## Task input:

-- start --

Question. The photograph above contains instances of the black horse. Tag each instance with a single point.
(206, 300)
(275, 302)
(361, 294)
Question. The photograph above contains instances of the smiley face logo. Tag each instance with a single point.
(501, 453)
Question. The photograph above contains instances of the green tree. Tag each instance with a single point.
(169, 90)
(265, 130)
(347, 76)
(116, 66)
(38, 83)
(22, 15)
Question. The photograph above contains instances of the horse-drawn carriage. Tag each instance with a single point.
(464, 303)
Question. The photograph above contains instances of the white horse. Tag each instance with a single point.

-- end --

## Required work:
Write out each of the records above word for word, keeping every line unchanged and in its original order.

## Correct answer:
Question. The photograph above contains instances of the black horse. Tag each instance with a single point.
(206, 300)
(275, 302)
(361, 294)
Question. The photograph above contains instances of the smiley face logo. Tag each instance with a single point.
(501, 453)
Question. The photograph above contains instances of the green tree. Tag each instance with a single point.
(169, 90)
(265, 130)
(347, 76)
(116, 66)
(38, 83)
(22, 15)
Question. The photograph above contains instances of the horse-drawn carriage. Tag each instance with a single point.
(464, 303)
Question. The photograph above contains instances of the white horse. Tag each instance with a single point.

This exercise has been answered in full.